## Objective
Reproduce every line of the listing below without changing anything.
** start Dataset records **
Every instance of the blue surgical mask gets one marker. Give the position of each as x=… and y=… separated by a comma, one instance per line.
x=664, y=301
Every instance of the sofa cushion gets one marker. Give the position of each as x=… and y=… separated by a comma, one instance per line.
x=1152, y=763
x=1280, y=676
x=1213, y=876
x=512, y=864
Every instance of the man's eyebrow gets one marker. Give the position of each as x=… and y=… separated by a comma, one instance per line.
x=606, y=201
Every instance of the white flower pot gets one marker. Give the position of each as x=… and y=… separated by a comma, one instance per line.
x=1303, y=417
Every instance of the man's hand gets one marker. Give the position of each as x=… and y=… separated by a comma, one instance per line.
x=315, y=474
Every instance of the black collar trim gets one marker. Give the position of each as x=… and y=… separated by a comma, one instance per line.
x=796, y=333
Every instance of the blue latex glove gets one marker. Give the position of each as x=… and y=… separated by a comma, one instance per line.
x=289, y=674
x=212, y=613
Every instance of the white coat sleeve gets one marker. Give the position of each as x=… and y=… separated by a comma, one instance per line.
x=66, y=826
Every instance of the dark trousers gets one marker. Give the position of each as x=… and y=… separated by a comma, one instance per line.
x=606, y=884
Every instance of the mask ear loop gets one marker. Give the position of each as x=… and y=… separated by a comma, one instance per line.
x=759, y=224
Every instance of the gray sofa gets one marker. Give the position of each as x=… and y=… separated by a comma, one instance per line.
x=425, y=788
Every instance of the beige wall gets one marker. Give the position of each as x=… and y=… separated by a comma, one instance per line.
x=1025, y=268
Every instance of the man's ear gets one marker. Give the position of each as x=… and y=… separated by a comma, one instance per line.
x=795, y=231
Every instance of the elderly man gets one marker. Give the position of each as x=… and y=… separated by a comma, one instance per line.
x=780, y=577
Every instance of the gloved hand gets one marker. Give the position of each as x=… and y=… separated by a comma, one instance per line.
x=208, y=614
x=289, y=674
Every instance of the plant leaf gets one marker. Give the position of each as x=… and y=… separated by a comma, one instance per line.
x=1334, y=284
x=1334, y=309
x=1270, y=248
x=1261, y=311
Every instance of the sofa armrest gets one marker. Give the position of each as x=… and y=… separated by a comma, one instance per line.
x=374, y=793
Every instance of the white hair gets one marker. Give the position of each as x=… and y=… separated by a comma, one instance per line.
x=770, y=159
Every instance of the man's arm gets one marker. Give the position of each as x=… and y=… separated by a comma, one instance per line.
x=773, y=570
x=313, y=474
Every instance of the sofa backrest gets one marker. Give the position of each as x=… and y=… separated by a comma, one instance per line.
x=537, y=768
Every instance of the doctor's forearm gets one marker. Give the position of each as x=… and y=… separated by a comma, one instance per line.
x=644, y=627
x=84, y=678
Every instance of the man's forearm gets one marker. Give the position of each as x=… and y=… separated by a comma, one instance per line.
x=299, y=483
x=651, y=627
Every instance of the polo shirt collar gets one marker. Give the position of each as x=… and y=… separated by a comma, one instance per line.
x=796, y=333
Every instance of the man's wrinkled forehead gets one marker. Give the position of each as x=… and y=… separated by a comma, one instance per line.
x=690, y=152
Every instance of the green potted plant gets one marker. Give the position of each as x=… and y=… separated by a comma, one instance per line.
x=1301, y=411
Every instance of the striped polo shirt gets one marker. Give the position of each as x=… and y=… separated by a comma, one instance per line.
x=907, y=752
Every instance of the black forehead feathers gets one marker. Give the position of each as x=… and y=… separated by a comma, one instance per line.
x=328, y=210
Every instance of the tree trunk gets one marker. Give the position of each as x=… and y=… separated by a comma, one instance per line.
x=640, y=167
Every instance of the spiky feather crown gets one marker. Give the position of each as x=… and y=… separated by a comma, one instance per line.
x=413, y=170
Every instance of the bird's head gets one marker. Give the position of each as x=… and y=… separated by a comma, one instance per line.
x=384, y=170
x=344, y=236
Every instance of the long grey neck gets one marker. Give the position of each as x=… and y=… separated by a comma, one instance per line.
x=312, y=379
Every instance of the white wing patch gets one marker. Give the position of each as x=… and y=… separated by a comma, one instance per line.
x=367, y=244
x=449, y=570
** end Dataset records **
## Answer to this problem
Every instance of the blue surgical mask gets one marker. Give the position of each as x=… and y=… separated by a comma, one instance per line.
x=664, y=301
Every instance of the sofa cushion gets one marker. Give the position of each as x=… and y=… separated by a comma, one instance per line.
x=1152, y=763
x=1280, y=676
x=1213, y=876
x=512, y=864
Every instance of the man's eyebrow gets one marker. Give the position of each as x=… and y=… separated by a comma, one instance per line.
x=606, y=201
Every instance of the white flower pot gets one marker. Give the position of each as x=… and y=… separated by a comma, one instance per line.
x=1303, y=417
Every instance of the man's hand gets one marker. Give the position of each as x=… and y=… separated by a comma, one instance per line.
x=315, y=474
Every instance of the black collar trim gets one marker. Give the position of each as x=… and y=… separated by a comma, one instance per line.
x=796, y=333
Every instance of the blue latex glove gets one marker. Give the position of each as x=… and y=… separated by a comma, one instance per line.
x=289, y=674
x=212, y=613
Every instance of the white coat sleeve gets one marker. Give the position of each as x=… and y=… separated by a comma, one instance per line.
x=66, y=826
Every instance of the dark trousers gets one marker. Give the position of each as x=… and y=… separated by a comma, one instance per line.
x=606, y=884
Every instance of the mask ear loop gets one marker. Give the position of each as x=… and y=… separated by a comma, one instance per line.
x=759, y=224
Every instance of the gray sofa gets one marker. Give the position of each as x=… and y=… separated by a comma, one instance per line.
x=425, y=788
Every instance of the beige wall gets one marker. Give the position of each as x=… and y=… separated by a comma, one instance per line.
x=1025, y=268
Every instance of the man's ear gets one marker. Give the position of each as x=… and y=… separated by a comma, one instance per line.
x=795, y=231
Every instance of the elderly man gets one marker. Give the position of each as x=… and y=… separated by a comma, one instance per line.
x=780, y=577
Every instance of the gloved hand gets one marker. Give the position of each as x=… and y=… separated by a comma, one instance per line.
x=208, y=614
x=289, y=674
Every instance of the plant leaf gets one marker. Give the position of each as x=… and y=… separated by a comma, one instance per line.
x=1334, y=284
x=1334, y=309
x=1270, y=248
x=1261, y=311
Every instance of the sofa armrest gets one marker. Give the position of each as x=… and y=… separated by a comma, one instance per line.
x=374, y=793
Every instance of the white hair gets one marker. Give the position of each as x=… and y=… separated by a comma, one instance per line.
x=770, y=159
Every instance of the man's arm gets one marker. Give the position of each as x=… and y=… separated by a comma, one instance per line.
x=773, y=570
x=313, y=474
Every instance of the sofa backrest gets one marker. Give the position of each as x=… and y=… separated by a comma, one instance per line.
x=537, y=768
Every instance of the doctor's forearm gets one marker. Give the position of each as x=… and y=… separated by a comma, one instance per line.
x=644, y=627
x=84, y=678
Every instance of the man's forearm gets one marker. Give the position of each as x=… and y=… separated by a comma, one instance per line.
x=299, y=483
x=651, y=627
Every instance of the polo shirt collar gets one marker. Give the position of each as x=… and y=… separated by a comma, one instance per line.
x=796, y=333
Every instance of the man's wrinkled forehead gets one marker. Give the position of each as x=… and y=… separated by a comma, one instance per line.
x=690, y=152
Every instance of the green potted plant gets one marker. Give the position of each as x=… and y=… separated by a comma, one instance per line.
x=1301, y=411
Every instance of the striped polo shirt gets one marker. Give the position of each as x=… and y=… separated by a comma, one instance per line.
x=907, y=752
Every instance of the black forehead feathers gets one marker. Give the position of each as x=… and y=… separated by a comma, one instance per line.
x=328, y=210
Every instance of the tree trunk gets one marker. Give the position of each as x=… and y=… separated by a comma, one instance per line.
x=640, y=167
Every instance of the spiky feather crown gets one marker. Give the position of each as x=… and y=… separated by a comma, one instance per line.
x=413, y=170
Every instance of the bird's head gets one marker. Give the position of each as x=… and y=… separated by a comma, one instance per line.
x=384, y=170
x=344, y=236
Every instance of the long grey neck gets one marker. Give the position of each as x=… and y=… separated by a comma, one instance per line.
x=312, y=379
Every instance of the white wing patch gets one marker. Give the position of each as x=… and y=… separated by a comma, one instance per line.
x=367, y=244
x=449, y=570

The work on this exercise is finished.